# Document segment:
==================================================
Abi’s Story: Raising a toddler in non-native Spanish

Abi speaks mostly Spanish with her 2-year-old daughter, Amal. And it shows; Amal responds to and understands Spanish perfectly and even babbles and sings in Spanish. And yet, Abi is not a native Spanish speaker.

We wanted to know how Abi had established such a solid base in Spanish for Amal, and what role Mi Casa Es Tu Casa® played, so we asked her to coffee to talk about it.

In our interview, she shared her approach to languages and parenting, stuff every new parent with a goal of raising a bilingual child should know!

I also learned that Amal is actually trilingual since her father speaks to her in Bengali. ❤️

What’s your main motivation for doing Mi Casa Es Tu Casa® with Amal?

“It’s a fun activity to do together in Spanish,” she said quickly, as if to say, who wouldn’t want to do it?!

“In that order?” I asked

Abi thought about it and said that the thing Mi Casa Es To Casa® gives them that they don’t get anywhere else is the opportunity for Amal to socialize IN Spanish and make physical connections with the language.
==================================================
# Task inputs:
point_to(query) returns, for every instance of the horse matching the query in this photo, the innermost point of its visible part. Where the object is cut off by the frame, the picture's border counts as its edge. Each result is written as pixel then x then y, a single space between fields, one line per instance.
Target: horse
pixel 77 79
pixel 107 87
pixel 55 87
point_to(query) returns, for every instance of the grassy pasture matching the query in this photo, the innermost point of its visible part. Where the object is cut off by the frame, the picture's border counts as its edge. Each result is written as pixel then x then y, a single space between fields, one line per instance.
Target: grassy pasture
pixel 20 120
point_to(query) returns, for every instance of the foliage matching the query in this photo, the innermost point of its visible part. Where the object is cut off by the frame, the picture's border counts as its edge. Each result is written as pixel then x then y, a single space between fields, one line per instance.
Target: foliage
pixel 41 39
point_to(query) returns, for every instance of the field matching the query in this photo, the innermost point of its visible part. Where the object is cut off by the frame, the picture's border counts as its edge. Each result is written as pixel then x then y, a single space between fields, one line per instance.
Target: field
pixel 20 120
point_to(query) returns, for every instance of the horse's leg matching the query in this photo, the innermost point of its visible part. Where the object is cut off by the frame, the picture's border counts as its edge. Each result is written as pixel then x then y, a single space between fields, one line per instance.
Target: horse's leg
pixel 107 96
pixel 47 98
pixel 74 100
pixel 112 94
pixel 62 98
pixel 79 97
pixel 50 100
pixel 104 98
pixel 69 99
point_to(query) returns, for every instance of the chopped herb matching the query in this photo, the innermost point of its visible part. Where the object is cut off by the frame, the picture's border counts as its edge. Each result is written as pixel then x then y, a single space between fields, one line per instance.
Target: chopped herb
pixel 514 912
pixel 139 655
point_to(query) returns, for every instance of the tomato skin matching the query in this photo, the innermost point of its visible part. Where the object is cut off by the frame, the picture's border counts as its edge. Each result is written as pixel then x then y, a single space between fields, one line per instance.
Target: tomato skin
==================================================
# Exercise requirements:
a) Return the text about Abi raising a toddler in non-native Spanish in full, word for word.
b) In the records, take everything from the line containing "point_to(query) returns, for every instance of the chopped" down to the end of the records, switch "tomato skin" to "onion peel", and give back only those lines with nothing else changed.
The text and the records were taken from unrelated sources.

# Complete answers:
a)
Abi’s Story: Raising a toddler in non-native Spanish

Abi speaks mostly Spanish with her 2-year-old daughter, Amal. And it shows; Amal responds to and understands Spanish perfectly and even babbles and sings in Spanish. And yet, Abi is not a native Spanish speaker.

We wanted to know how Abi had established such a solid base in Spanish for Amal, and what role Mi Casa Es Tu Casa® played, so we asked her to coffee to talk about it.

In our interview, she shared her approach to languages and parenting, stuff every new parent with a goal of raising a bilingual child should know!

I also learned that Amal is actually trilingual since her father speaks to her in Bengali. ❤️

What’s your main motivation for doing Mi Casa Es Tu Casa® with Amal?

“It’s a fun activity to do together in Spanish,” she said quickly, as if to say, who wouldn’t want to do it?!

“In that order?” I asked

Abi thought about it and said that the thing Mi Casa Es To Casa® gives them that they don’t get anywhere else is the opportunity for Amal to socialize IN Spanish and make physical connections with the language.

b)
point_to(query) returns, for every instance of the chopped herb matching the query in this photo, the innermost point of its visible part. Where the object is cut off by the frame, the picture's border counts as its edge. Each result is written as pixel then x then y, a single space between fields, one line per instance.
Target: chopped herb
pixel 514 912
pixel 139 655
point_to(query) returns, for every instance of the onion peel matching the query in this photo, the innermost point of its visible part. Where the object is cut off by the frame, the picture's border counts as its edge. Each result is written as pixel then x then y, a single space between fields, one line per instance.
Target: onion peel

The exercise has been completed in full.